# DOCUMENT SECTION

--- begin ---

Stories of the Future
Here’s the TEDx San Francisco talk I gave on October 29th 2015. I call it “Stories of the Future,” though the TEDx shows it as “Make it Bigger,” by which I meant our conception of the problem. I’m afraid it wasn’t one of my best performances. Still, it’s not bad; in fact, it might be the best talk I know on climate crisis and the “second machine age.” And if you prefer old media — like reading a website — the script is below.
It’s often said that the 20th Century began, not in 1900, but in 1914, with the assassination of Archduke Ferdinand and the subsequent outbreak of World War I.
This raises a question about the 21st Century — has it begun yet? I think it has, though it’s hard to mark its exact beginning. To do so, you need a storyline. A story of the future.
If you want a dystopian story, it’s easy to date its beginning. Just use September 11, 2001.

--- end ---

# REQUESTS
• a. Answer these questions from the talk script:
(i) On what date was the talk given?
(ii) Under what title does the TEDx show the talk?
(iii) What date does the talk script offer as the start of a dystopian story?
• b. Which lines of the records contain the word "wooden"? Copy each such line in full, treating case as significant.
The talk script and the records are separate, unrelated material.

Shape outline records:
--- begin ---

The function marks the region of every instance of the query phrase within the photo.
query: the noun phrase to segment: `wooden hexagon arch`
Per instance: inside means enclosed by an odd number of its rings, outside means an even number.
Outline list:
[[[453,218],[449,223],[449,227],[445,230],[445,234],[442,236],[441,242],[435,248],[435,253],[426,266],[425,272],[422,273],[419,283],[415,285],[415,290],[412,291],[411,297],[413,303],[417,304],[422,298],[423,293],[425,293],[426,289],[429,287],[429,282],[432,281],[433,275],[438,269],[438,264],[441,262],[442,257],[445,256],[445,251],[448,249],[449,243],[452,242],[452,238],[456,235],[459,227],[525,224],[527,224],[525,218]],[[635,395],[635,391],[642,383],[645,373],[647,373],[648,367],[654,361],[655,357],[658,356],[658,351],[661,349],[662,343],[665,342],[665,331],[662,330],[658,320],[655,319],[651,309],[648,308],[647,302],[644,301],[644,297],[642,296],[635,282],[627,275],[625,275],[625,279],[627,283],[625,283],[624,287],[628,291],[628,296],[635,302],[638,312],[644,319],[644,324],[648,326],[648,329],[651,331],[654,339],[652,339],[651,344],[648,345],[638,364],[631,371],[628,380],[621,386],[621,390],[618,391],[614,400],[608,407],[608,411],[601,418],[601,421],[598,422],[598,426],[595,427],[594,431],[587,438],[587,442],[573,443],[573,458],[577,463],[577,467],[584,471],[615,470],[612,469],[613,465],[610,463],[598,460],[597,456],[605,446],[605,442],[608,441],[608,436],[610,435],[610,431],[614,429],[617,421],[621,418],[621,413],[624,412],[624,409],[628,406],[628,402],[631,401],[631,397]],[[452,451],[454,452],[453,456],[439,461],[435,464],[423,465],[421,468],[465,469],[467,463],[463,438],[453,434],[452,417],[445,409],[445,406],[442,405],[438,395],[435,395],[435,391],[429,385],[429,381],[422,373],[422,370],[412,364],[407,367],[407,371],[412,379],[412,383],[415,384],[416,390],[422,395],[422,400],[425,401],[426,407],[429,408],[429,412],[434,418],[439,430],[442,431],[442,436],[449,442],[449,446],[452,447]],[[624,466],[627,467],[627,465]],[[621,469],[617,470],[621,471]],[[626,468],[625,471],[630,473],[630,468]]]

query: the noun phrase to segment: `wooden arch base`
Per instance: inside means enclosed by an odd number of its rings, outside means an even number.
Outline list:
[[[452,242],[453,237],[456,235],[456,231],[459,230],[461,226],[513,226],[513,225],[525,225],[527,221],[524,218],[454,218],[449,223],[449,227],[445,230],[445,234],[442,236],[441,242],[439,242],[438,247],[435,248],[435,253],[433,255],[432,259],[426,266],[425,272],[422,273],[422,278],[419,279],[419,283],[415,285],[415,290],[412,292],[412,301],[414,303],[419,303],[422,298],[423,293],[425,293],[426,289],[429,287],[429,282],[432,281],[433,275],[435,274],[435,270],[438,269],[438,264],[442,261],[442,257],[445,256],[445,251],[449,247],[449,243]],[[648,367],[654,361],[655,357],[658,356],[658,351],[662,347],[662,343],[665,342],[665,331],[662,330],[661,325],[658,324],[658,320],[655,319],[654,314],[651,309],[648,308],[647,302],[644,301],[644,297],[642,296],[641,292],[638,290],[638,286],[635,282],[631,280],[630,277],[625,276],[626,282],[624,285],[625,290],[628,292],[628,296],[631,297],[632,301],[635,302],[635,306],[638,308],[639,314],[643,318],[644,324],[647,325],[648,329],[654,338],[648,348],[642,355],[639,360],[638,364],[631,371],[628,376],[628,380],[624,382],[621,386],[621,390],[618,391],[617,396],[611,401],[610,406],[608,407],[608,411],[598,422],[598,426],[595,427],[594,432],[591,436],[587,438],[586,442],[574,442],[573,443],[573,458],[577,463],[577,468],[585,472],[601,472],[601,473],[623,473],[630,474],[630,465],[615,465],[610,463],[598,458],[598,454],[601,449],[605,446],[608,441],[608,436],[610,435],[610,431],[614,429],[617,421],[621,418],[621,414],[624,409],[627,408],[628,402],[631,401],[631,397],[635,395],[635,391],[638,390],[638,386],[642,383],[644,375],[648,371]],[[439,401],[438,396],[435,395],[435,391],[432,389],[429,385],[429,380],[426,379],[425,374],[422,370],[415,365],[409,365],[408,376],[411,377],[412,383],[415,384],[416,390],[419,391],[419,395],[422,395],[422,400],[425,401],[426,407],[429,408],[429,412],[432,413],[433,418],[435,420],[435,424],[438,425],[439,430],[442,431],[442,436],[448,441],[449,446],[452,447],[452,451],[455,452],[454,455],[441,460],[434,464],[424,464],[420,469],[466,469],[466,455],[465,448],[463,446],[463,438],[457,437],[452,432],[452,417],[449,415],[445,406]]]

--- end ---

# ANSWERS BELOW
• a.
(i) October 29th 2015
(ii) "Make it Bigger"
(iii) September 11, 2001

• b.
query: the noun phrase to segment: `wooden hexagon arch`
query: the noun phrase to segment: `wooden arch base`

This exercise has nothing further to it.